# Raw records:
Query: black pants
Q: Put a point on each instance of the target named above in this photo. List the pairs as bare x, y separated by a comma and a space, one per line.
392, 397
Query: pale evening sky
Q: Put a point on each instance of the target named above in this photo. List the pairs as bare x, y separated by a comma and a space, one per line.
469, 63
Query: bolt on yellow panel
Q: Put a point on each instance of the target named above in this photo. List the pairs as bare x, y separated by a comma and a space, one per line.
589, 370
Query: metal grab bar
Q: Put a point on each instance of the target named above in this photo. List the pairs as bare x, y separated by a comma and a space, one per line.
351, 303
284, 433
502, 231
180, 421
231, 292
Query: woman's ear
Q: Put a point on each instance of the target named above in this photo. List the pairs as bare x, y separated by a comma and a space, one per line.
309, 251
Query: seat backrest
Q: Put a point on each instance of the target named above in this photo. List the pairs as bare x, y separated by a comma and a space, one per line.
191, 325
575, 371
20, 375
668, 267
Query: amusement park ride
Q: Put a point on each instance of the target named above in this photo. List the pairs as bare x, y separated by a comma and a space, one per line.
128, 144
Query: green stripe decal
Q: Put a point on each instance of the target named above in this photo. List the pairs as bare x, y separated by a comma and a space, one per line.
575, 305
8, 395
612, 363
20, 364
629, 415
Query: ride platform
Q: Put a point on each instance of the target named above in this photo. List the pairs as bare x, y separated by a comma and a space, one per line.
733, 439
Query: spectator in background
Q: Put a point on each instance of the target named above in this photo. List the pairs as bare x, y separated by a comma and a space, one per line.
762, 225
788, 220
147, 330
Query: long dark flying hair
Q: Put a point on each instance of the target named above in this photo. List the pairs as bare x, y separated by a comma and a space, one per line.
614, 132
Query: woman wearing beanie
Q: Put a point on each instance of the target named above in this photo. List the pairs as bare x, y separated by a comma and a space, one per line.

# Requirement:
Set down the entries verbatim, leaving none out.

# Solution:
Query: black pants
Q: Put a point on each instance of the target named above in this photo. List the pairs as bare x, y separated by a comma and a space, one per line.
392, 397
Query: pale evening sky
Q: Put a point on each instance of the target named above in this photo. List the pairs as bare x, y separated by a comma and a space, one per line.
469, 63
Query: bolt on yellow panel
Q: Put a point on each instance of the target named above in this photo. List the pairs as bare x, y separated by a comma and a space, one per line.
589, 370
Query: metal grab bar
Q: Put a point on each instance of the target named above in this photo. List the pairs as bare x, y separated by a comma and a space, one per line.
351, 303
284, 433
502, 231
180, 421
231, 292
Query: woman's ear
Q: Put a point on each instance of the target named above in this photo. List the pairs as bare x, y separated by a comma and a space, one per line.
309, 251
Query: seat backrest
Q: Put a point on each instance of the target named above in this photo. List the pairs as bare x, y separated by a comma and a space, one per line.
191, 325
575, 371
20, 375
668, 267
Query: amusement park ride
Q: Put a point on each instance of the target named above in this photo. List the pairs as bare x, y separated by a comma and a space, one per line.
128, 144
Query: green stripe decal
Q: Put a point on each instance of the target named above in this photo. List the pairs as bare x, y separated by a comma and a space, one per line.
575, 305
8, 395
612, 363
20, 364
629, 415
Query: ride platform
Q: Put a point on each instance of the target named above in this photo. List the pairs as bare x, y separated by a comma and a space, one per line.
733, 439
Query: spectator in background
Q: Put a point on each instance of the target named above in this photo. List the pairs as bare x, y separated by a comma and a space, one per line.
762, 225
788, 220
147, 330
Query: long dark flying hair
Q: Put a point on each instance of the target named above in this photo. List the pairs as bare x, y separated by a comma and a space, one per line.
614, 132
Query: woman wearing beanie
Q: Put a point on each instance of the target named above in this photo. List the pairs as bare x, y separated by a comma and a space, one per line.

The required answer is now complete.